__Task description__:
Can you extract every line of the data below that contains the string "straight", treating uppercase and lowercase as different?

__Dataset rows__:

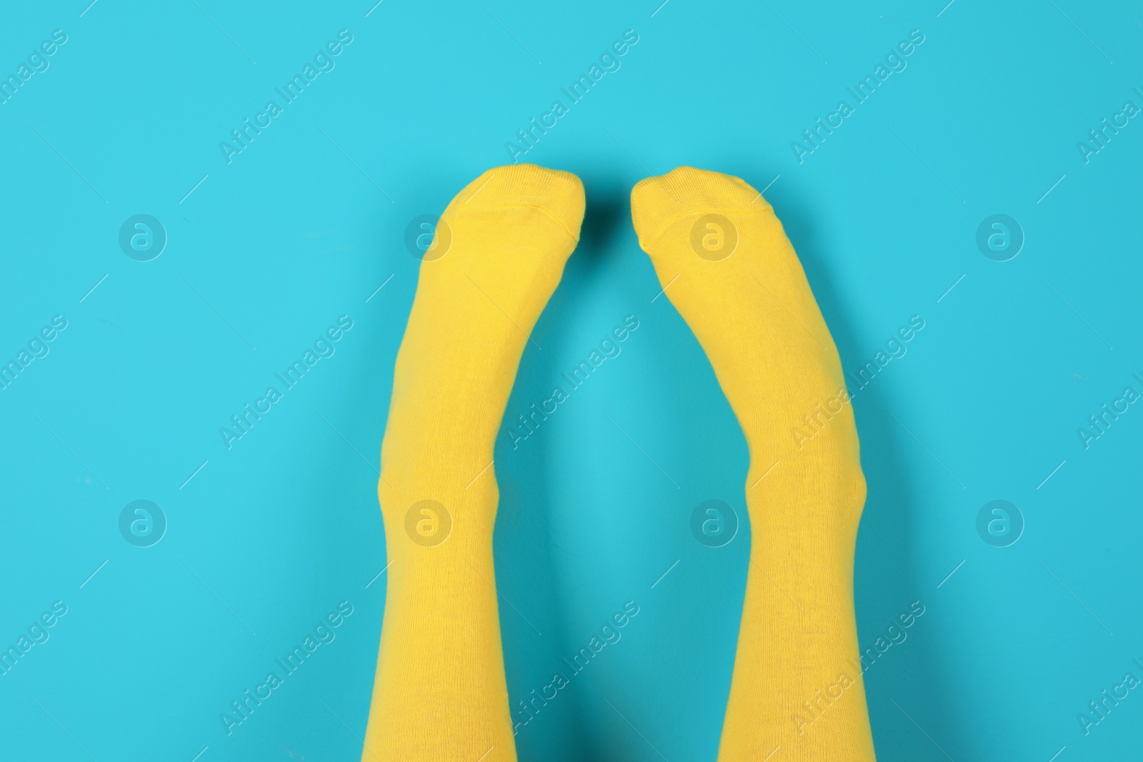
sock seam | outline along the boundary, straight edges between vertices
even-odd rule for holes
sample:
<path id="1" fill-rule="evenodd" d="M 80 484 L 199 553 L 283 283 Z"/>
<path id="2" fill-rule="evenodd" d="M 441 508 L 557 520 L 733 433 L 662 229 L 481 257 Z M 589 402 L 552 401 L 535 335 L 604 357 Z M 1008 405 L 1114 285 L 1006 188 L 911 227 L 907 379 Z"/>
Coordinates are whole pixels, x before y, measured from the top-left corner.
<path id="1" fill-rule="evenodd" d="M 545 209 L 544 207 L 537 207 L 534 203 L 509 203 L 503 207 L 473 207 L 472 209 L 464 209 L 463 211 L 503 211 L 505 209 L 536 209 L 537 211 L 543 212 L 544 216 L 546 216 L 553 223 L 559 225 L 560 230 L 563 231 L 568 238 L 570 238 L 576 243 L 580 242 L 580 236 L 573 235 L 572 231 L 569 231 L 567 226 L 562 222 L 560 222 L 559 218 L 552 215 L 552 212 L 547 211 L 547 209 Z"/>

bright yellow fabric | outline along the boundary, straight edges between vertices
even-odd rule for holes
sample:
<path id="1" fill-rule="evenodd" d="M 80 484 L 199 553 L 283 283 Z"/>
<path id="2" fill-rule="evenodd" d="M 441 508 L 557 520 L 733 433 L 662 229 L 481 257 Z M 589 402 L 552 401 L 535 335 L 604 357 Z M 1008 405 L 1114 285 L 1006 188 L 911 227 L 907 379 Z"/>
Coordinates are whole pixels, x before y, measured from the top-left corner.
<path id="1" fill-rule="evenodd" d="M 636 185 L 631 210 L 750 447 L 753 546 L 719 762 L 872 762 L 853 604 L 865 480 L 801 264 L 736 177 L 680 167 Z"/>
<path id="2" fill-rule="evenodd" d="M 447 232 L 438 225 L 422 262 L 382 444 L 390 566 L 363 762 L 515 760 L 493 569 L 493 447 L 583 208 L 574 175 L 490 169 L 445 210 Z"/>

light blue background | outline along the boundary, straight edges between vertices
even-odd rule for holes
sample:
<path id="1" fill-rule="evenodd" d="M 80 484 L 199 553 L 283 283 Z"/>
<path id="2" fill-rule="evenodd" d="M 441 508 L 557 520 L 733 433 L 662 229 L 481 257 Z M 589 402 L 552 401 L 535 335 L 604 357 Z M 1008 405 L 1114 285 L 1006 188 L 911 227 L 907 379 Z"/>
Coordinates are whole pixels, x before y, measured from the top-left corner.
<path id="1" fill-rule="evenodd" d="M 653 302 L 629 212 L 636 182 L 684 163 L 770 184 L 848 371 L 925 320 L 854 402 L 862 645 L 926 607 L 865 675 L 879 759 L 1138 754 L 1140 691 L 1087 736 L 1077 720 L 1143 677 L 1143 409 L 1089 449 L 1077 434 L 1143 392 L 1143 122 L 1089 163 L 1077 149 L 1143 106 L 1138 6 L 660 2 L 8 5 L 5 75 L 53 30 L 67 42 L 0 105 L 0 355 L 53 315 L 67 328 L 0 391 L 0 644 L 54 601 L 67 613 L 0 676 L 2 756 L 358 759 L 385 595 L 375 468 L 417 282 L 405 227 L 504 163 L 625 30 L 622 67 L 527 154 L 580 175 L 588 212 L 507 417 L 625 315 L 640 327 L 519 450 L 497 444 L 513 706 L 625 601 L 640 612 L 521 729 L 520 759 L 717 752 L 748 456 Z M 227 165 L 219 142 L 342 29 L 336 69 Z M 799 163 L 791 142 L 911 30 L 908 67 Z M 1006 263 L 975 244 L 998 212 L 1026 235 Z M 169 236 L 149 263 L 118 244 L 135 214 Z M 336 354 L 227 450 L 219 427 L 343 314 Z M 136 499 L 169 522 L 149 548 L 118 529 Z M 726 547 L 690 535 L 706 499 L 743 519 Z M 1010 547 L 976 532 L 992 499 L 1025 519 Z M 219 713 L 341 601 L 336 640 L 227 736 Z"/>

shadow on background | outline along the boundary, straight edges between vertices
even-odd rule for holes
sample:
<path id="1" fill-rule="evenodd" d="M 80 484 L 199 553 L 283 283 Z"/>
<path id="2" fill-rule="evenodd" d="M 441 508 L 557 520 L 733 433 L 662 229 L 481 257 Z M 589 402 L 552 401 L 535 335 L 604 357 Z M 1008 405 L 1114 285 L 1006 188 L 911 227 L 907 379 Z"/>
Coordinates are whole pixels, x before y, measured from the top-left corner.
<path id="1" fill-rule="evenodd" d="M 597 194 L 598 195 L 598 194 Z M 600 260 L 626 217 L 625 199 L 589 198 L 580 244 L 568 259 L 563 278 L 544 310 L 520 362 L 496 442 L 496 478 L 501 502 L 494 537 L 496 578 L 501 591 L 521 608 L 523 616 L 543 633 L 526 624 L 511 605 L 501 604 L 501 629 L 509 700 L 518 728 L 517 753 L 521 760 L 584 762 L 597 755 L 597 739 L 586 728 L 583 691 L 561 690 L 547 705 L 534 695 L 551 683 L 554 671 L 567 672 L 565 653 L 572 648 L 563 615 L 566 595 L 553 564 L 554 553 L 566 553 L 551 536 L 550 511 L 554 503 L 549 471 L 552 468 L 551 426 L 541 422 L 526 440 L 515 442 L 507 431 L 519 424 L 531 404 L 551 396 L 554 379 L 563 370 L 560 358 L 569 347 L 572 327 L 583 310 L 586 284 L 599 278 Z M 570 415 L 570 414 L 562 414 Z M 521 430 L 522 431 L 522 430 Z M 520 701 L 529 709 L 521 708 Z M 534 715 L 534 719 L 533 719 Z"/>

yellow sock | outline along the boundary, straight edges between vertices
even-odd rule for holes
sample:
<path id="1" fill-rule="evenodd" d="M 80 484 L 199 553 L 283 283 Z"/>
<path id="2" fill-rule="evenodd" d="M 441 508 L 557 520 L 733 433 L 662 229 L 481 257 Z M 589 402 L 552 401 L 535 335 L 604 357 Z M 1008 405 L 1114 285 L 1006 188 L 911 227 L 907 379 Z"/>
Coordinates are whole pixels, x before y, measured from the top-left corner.
<path id="1" fill-rule="evenodd" d="M 490 169 L 453 199 L 422 262 L 381 451 L 390 567 L 365 762 L 515 760 L 493 447 L 583 208 L 574 175 Z"/>
<path id="2" fill-rule="evenodd" d="M 680 167 L 631 193 L 639 243 L 750 447 L 753 546 L 720 762 L 871 762 L 853 604 L 865 502 L 838 352 L 766 200 Z"/>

__Reply__:
sock seam | outline along the boundary, straight edges between vertices
bright yellow fabric | outline along the boundary, straight edges between vertices
light blue background | outline along the boundary, straight edges between vertices
shadow on background | outline along the boundary, straight edges between vertices
yellow sock | outline along the boundary, straight edges between vertices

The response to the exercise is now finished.